◆ **Task statement**
Return the full listing exactly as it is written.

◆ **Provided data**
---*---

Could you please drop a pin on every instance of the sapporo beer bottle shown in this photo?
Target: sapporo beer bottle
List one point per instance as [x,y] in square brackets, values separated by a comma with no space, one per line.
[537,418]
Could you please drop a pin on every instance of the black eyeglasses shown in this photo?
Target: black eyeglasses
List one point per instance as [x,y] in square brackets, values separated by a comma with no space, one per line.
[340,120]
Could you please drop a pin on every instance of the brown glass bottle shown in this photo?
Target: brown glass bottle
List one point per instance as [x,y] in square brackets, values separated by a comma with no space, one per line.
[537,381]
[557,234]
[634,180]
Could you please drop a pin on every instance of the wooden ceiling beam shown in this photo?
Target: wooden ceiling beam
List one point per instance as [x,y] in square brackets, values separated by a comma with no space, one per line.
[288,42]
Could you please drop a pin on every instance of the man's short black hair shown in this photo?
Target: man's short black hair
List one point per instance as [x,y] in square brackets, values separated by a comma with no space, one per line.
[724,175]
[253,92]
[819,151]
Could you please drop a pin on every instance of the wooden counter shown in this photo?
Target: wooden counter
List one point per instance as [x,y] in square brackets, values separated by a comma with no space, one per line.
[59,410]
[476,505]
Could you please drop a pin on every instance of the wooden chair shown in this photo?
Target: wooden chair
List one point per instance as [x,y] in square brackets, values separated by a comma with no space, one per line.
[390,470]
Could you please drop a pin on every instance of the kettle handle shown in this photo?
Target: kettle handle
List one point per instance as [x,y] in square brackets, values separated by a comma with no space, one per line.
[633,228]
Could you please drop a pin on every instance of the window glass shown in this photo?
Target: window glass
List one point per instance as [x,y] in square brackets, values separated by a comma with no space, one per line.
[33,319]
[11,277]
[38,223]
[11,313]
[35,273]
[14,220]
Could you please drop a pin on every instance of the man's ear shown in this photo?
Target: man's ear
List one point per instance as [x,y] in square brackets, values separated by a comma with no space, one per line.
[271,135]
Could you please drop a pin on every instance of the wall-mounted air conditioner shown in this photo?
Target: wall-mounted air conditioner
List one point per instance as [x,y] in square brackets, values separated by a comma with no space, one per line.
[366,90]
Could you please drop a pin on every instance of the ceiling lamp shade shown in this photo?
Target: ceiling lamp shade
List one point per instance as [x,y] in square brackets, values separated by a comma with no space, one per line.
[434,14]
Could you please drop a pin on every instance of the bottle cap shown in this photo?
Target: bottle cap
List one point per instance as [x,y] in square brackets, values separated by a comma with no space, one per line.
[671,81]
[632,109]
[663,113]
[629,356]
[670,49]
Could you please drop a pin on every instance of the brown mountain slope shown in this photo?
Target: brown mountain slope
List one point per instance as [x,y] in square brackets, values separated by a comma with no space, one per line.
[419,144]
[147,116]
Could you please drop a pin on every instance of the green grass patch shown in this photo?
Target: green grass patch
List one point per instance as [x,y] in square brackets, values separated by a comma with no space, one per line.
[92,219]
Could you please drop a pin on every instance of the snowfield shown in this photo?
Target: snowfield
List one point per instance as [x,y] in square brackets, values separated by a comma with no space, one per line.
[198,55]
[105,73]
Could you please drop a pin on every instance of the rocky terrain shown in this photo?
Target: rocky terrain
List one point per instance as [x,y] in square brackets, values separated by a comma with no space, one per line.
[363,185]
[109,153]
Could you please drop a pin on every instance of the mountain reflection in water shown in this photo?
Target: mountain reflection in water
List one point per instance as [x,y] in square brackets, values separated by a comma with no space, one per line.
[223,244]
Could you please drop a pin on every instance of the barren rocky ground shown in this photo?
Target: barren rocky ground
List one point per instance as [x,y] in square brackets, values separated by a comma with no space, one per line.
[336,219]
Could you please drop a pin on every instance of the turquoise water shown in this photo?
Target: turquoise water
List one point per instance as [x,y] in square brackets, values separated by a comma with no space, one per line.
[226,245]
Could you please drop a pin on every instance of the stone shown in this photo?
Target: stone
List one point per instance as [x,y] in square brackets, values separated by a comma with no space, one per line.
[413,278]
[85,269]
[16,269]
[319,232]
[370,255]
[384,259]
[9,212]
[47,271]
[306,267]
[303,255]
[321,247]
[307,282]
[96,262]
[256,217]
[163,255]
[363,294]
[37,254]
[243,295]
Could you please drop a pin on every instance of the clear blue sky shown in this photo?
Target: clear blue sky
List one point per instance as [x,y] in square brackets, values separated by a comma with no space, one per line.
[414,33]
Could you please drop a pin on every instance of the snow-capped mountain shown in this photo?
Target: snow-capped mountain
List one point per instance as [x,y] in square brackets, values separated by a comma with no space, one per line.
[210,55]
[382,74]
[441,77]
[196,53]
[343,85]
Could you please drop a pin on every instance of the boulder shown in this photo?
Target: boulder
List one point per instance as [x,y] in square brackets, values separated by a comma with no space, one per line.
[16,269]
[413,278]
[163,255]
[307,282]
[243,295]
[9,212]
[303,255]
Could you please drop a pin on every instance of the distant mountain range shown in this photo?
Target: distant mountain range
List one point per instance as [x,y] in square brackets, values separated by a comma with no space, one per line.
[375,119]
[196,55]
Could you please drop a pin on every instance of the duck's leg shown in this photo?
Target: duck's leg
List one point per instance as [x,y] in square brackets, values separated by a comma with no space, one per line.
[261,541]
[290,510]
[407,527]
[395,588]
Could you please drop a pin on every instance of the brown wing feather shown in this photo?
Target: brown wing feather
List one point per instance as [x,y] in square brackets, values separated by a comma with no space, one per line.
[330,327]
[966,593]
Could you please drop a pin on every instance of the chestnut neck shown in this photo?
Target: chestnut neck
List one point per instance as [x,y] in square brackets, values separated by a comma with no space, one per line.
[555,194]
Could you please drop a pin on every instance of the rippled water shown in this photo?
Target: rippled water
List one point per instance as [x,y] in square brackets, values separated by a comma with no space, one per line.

---*---

◆ **Exercise output**
Could you please drop a pin on every instance of the sapporo beer bottle shown in this photo?
Target: sapporo beer bottle
List one point per instance as [x,y] in square brackets, values separated by a comma with no space, one per line.
[537,418]
Could you please drop a pin on every instance of the black eyeglasses shown in this photo?
Target: black eyeglasses
List one point per instance as [x,y] in square brackets, values separated by a comma with no space, one per line.
[340,120]
Could you please drop a pin on every instance of the brown glass bottle shown in this photo?
Target: brown glass bottle
List one point per instance as [x,y] in square brackets, values separated by a comma with no space, one per line.
[537,381]
[557,234]
[634,180]
Could you please drop a pin on every instance of the wooden ceiling beam shown in this photo?
Target: wooden ceiling beam
List one point per instance as [x,y] in square brackets, values separated by a comma with no space, one per line.
[288,42]
Could you please drop a pin on every instance of the man's short black hair shown in this photo?
Target: man's short black hair
List one point per instance as [x,y] in square brackets, values separated by a comma with no space, one per line.
[724,175]
[253,92]
[819,151]
Could you please drop a pin on every instance of the wooden counter shown in this photo?
Target: wooden counter
List one point per instance as [x,y] in square brackets, values separated by a comma with no space, one per line.
[59,410]
[476,505]
Could you please drop a pin on every instance of the wooden chair shown in this photo?
Target: wooden chair
List one point per instance as [x,y] in square brackets, values separated by a comma with no space, one per line.
[390,470]
Could you please drop a pin on every instance of the kettle handle shown in this photo?
Target: kettle handle
List one point per instance as [x,y] in square brackets, values separated by a comma with no space, one per line.
[633,228]
Could you please drop a pin on every instance of the window glass shown in this photo?
Target: window glass
List one point per instance as [x,y] in square brackets, values separated by a comma with no space, one per line.
[33,319]
[11,277]
[38,223]
[11,313]
[35,273]
[14,220]
Could you please drop a pin on every instance of the man's ear shown in this photo?
Target: man's ear
List one point per instance as [x,y] in square brackets, values separated by a comma with no space, one per line.
[271,135]
Could you please drop a pin on every instance of the wall-mounted air conditioner shown in this photo?
Target: wall-mounted air conditioner
List one point per instance as [x,y] in square brackets, values separated by a comma with no space, one per line.
[366,90]
Could you please drop a pin on every instance of the ceiling lamp shade shown in this photo?
Target: ceiling lamp shade
List one point per instance as [x,y] in square brackets, values separated by a comma with no space, one per line.
[434,14]
Could you please drop a pin on every instance of the bottle cap shown in this photo?
Target: bottle cap
List one point per instance as [x,y] in square brackets, values separated by a comma with no space, one per line.
[671,81]
[632,109]
[663,113]
[629,356]
[670,49]
Could you please drop a pin on every instance of the brown mountain slope shown in this photo?
Target: brown mountain slope
List one point per instance as [x,y] in square brackets, values separated by a comma with no space, one per line.
[419,144]
[147,116]
Could you please drop a pin on every instance of the green grass patch shown in this photo?
Target: green grass patch
List one point per instance as [x,y] in square brackets, values separated by a comma with no space, one per line.
[92,219]
Could you please drop a pin on every instance of the snowfield shown in this photo?
Target: snowfield
List one point per instance as [x,y] in square brackets, values separated by a comma with no space, one per line.
[198,55]
[105,73]
Could you please drop a pin on every instance of the rocky terrain shown in this photo?
Target: rocky terrain
List one point per instance as [x,y] in square brackets, values separated by a comma with no space, one per line.
[363,185]
[109,153]
Could you please drop a pin on every instance of the mountain reflection in water shown in this photo?
Target: mountain reflection in water
List one point per instance as [x,y] in square brackets, values separated by a comma with no space, one per line.
[223,244]
Could you please drop a pin on every instance of the barren rocky ground shown in this photo?
Target: barren rocky ground
List one point per instance as [x,y] in square brackets, values separated by a comma with no space, one per line.
[336,219]
Could you please drop a pin on every instance of the turquoise water shown in this photo?
Target: turquoise water
List one point per instance as [x,y] in square brackets, values separated by a comma with no space, one per line.
[226,245]
Could you please drop a pin on every instance of the stone shown in this photo?
Target: stone
List one point per instance as [x,y] in square brackets, values separated by a comma with no space, one per line.
[413,278]
[85,269]
[16,269]
[319,232]
[370,255]
[384,259]
[9,212]
[47,271]
[306,267]
[303,255]
[321,247]
[307,282]
[96,262]
[256,217]
[163,255]
[363,294]
[37,254]
[243,295]
Could you please drop a pin on every instance of the clear blue sky shown in this photo?
Target: clear blue sky
List one point per instance as [x,y] in square brackets, values separated by a comma with no space, one per line.
[414,33]
Could you please drop a pin on every instance of the snow-capped mountain shown in this photo?
Target: snow-capped mountain
List one point per instance as [x,y] in square brackets, values separated by a comma with no space, one per line.
[210,55]
[382,74]
[441,77]
[196,53]
[343,85]
Could you please drop a pin on every instance of the boulder shown in this photo?
Target: boulder
List one point per instance as [x,y] in square brackets, values separated by a comma with no space, one per line.
[16,269]
[413,278]
[163,255]
[307,282]
[243,295]
[9,212]
[303,255]
Could you please drop a pin on every instance of the distant mountain range shown in this photo?
Target: distant mountain range
List one point per instance as [x,y] in square brackets, values separated by a comma with no space, one per line.
[375,119]
[196,55]
Could you please drop a pin on every instance of the duck's leg shown in this photo?
Target: duck's leg
List one point per instance as [x,y] in square brackets, values separated by a comma with no space, one per line.
[261,541]
[290,510]
[407,527]
[395,588]
Could you please drop a pin on every instance of the brown wing feather shown in this photo?
Target: brown wing feather
List one point per instance as [x,y] in square brackets, values separated by a comma with no space, one per line.
[330,327]
[966,593]
Could you please drop a pin on every instance of the chestnut neck shown in this photo?
Target: chestnut neck
List one point per instance as [x,y] in square brackets, values separated by a comma with no space, one per line.
[555,194]
Could you please drop a pin on every instance of the rippled water shown in this photo?
Target: rippled water
List one point per instance as [x,y] in square brackets, values separated by a comma with no space, one per line.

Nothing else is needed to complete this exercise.